#### [Assignment]
Write out every entry exactly as it appears.

#### [Data for this exercise]
====

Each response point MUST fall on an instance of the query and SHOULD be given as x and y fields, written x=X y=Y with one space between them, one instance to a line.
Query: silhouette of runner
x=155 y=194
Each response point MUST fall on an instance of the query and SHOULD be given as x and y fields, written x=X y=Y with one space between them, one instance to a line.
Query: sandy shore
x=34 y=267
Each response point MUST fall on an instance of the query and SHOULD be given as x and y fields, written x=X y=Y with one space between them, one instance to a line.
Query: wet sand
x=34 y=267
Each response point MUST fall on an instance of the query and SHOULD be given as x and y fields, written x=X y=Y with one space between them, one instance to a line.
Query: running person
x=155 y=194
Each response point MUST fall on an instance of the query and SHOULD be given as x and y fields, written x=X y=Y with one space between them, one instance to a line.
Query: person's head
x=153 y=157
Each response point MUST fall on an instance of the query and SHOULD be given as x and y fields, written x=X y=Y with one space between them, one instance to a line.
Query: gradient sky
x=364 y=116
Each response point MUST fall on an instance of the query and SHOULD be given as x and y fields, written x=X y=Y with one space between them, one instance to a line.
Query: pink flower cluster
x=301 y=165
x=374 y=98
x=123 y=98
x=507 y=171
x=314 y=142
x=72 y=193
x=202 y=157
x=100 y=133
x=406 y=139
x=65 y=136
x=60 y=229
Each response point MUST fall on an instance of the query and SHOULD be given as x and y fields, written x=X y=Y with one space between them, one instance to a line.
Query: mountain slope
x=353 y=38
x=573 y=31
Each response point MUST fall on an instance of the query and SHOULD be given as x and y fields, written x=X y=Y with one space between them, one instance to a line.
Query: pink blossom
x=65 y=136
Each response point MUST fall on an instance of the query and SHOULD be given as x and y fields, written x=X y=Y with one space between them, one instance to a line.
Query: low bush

====

#### [Result]
Each response point MUST fall on an instance of the query and SHOULD be given as x and y fields, written x=X y=Y with one space between them, one instance to a line.
Query: silhouette of runner
x=155 y=194
Each response point MUST fall on an instance of the query and SHOULD be given as x and y fields, written x=X y=Y with one space between them, one instance to a line.
Query: sandy shore
x=34 y=267
Each response point MUST fall on an instance of the query and SHOULD be given as x and y fields, written x=X y=Y with one space between them, one instance to a line.
Query: wet sand
x=34 y=267
Each response point MUST fall on an instance of the query and SHOULD be given as x and y fields, written x=X y=Y with one space between them, one instance to a line.
Query: running person
x=155 y=194
Each response point MUST fall on an instance of the query and SHOULD be given as x and y fields, written x=X y=Y with one space between them, one instance to a line.
Query: person's head
x=153 y=157
Each response point MUST fall on an instance of the query and SHOULD be given as x and y fields, written x=X y=Y with one space between them, one instance to a line.
Query: gradient sky
x=364 y=116
Each response point MUST fall on an instance of the query and SHOULD be given as x and y fields, written x=X y=Y with one space between them, one instance to a line.
Query: pink flower cluster
x=301 y=165
x=374 y=98
x=123 y=98
x=507 y=171
x=314 y=142
x=72 y=193
x=202 y=157
x=100 y=133
x=406 y=139
x=65 y=136
x=60 y=229
Each response point MUST fall on an instance of the query and SHOULD be given as x and y fields, written x=X y=Y with one space between them, one instance to a line.
Query: mountain slope
x=353 y=38
x=573 y=31
Each response point MUST fall on an instance of the query and SHOULD be given as x and y fields, written x=X y=Y with one space between them, one instance to a line.
Query: pink blossom
x=65 y=136
Each response point MUST fall on an instance of the query and SHOULD be given as x and y fields, written x=X y=Y with one space between them, one instance to a line.
Query: low bush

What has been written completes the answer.